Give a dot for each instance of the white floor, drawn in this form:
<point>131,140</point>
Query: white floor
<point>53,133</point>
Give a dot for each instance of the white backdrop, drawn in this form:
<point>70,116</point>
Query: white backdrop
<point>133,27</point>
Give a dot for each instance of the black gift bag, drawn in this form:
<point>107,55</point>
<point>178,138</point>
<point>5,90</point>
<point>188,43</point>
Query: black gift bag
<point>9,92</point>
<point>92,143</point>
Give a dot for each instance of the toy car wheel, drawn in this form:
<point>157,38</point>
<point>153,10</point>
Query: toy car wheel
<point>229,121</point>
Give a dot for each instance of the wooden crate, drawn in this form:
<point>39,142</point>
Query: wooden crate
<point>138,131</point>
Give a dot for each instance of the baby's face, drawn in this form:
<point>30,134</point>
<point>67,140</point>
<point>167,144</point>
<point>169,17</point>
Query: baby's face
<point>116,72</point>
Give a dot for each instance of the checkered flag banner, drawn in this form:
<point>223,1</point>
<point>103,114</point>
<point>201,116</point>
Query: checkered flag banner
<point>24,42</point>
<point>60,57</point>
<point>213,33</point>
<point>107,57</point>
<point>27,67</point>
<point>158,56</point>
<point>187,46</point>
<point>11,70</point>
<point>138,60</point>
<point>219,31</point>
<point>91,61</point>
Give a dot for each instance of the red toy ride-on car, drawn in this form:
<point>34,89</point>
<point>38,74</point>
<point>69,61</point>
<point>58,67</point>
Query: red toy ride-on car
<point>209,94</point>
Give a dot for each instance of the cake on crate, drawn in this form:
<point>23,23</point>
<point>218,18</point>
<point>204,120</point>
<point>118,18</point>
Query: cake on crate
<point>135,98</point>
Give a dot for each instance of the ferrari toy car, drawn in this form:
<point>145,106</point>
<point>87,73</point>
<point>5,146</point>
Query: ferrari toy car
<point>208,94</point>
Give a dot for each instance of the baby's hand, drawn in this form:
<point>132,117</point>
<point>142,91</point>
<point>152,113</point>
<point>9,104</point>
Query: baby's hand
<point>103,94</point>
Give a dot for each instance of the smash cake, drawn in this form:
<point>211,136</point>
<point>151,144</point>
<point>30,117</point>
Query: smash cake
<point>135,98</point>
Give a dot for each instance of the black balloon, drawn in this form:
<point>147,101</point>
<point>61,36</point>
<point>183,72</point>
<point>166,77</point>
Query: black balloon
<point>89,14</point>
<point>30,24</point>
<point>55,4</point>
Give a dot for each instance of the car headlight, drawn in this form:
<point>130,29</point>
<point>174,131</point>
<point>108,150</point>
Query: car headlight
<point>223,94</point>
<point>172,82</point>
◇ ◇ ◇ ◇ ◇ ◇ ◇
## The request
Can you give all the items above again, replacing "drawn in this form" with "written in this format" and leaving everything else unchanged?

## The reply
Give a dot for each instance of the white floor, written in this format:
<point>131,140</point>
Query: white floor
<point>53,133</point>
Give a dot for each instance of the white backdrop, written in this format:
<point>70,116</point>
Query: white backdrop
<point>133,27</point>
Give a dot for each instance of the black gift bag, written in this format:
<point>107,55</point>
<point>178,138</point>
<point>5,90</point>
<point>188,43</point>
Query: black gift bag
<point>9,92</point>
<point>92,143</point>
Give a dot for each instance of the toy car wheel, written in this format:
<point>157,38</point>
<point>153,10</point>
Query: toy car wheel
<point>229,121</point>
Give a dot for each instance of the wooden crate, written in this format:
<point>39,142</point>
Query: wooden crate
<point>138,131</point>
Give a dot for each instance of the baby's face, written in this format:
<point>30,134</point>
<point>67,140</point>
<point>167,144</point>
<point>169,17</point>
Query: baby's face
<point>116,72</point>
Give a dot for each instance of the checkered flag banner, written in this format:
<point>223,1</point>
<point>103,114</point>
<point>201,116</point>
Query: checkered flag banner
<point>24,42</point>
<point>60,57</point>
<point>213,33</point>
<point>107,57</point>
<point>27,67</point>
<point>158,56</point>
<point>187,46</point>
<point>11,70</point>
<point>138,60</point>
<point>219,31</point>
<point>91,61</point>
Give a dot for each instance of the red toy ride-on car, written in this format:
<point>34,89</point>
<point>38,74</point>
<point>69,61</point>
<point>58,67</point>
Query: red toy ride-on car
<point>209,94</point>
Give a dot for each instance of the cake on crate, written in this format:
<point>23,23</point>
<point>218,18</point>
<point>204,120</point>
<point>118,18</point>
Query: cake on crate
<point>135,98</point>
Give a dot for each instance of the ferrari toy car, written in this format:
<point>145,106</point>
<point>87,73</point>
<point>5,146</point>
Query: ferrari toy car
<point>208,94</point>
Give a dot for each instance of the baby's hand, written in this format:
<point>132,117</point>
<point>142,91</point>
<point>152,113</point>
<point>9,104</point>
Query: baby's hand
<point>103,94</point>
Give a dot for each instance of the smash cake, written in this format:
<point>211,136</point>
<point>151,144</point>
<point>30,117</point>
Query: smash cake
<point>135,98</point>
Give a dot for each instance of the black balloon, written in this format:
<point>147,101</point>
<point>61,36</point>
<point>183,72</point>
<point>166,77</point>
Query: black balloon
<point>89,14</point>
<point>30,24</point>
<point>55,4</point>
Give a dot for each instance of the car headlight, written in this format:
<point>130,29</point>
<point>174,131</point>
<point>108,150</point>
Query: car headlight
<point>223,94</point>
<point>172,82</point>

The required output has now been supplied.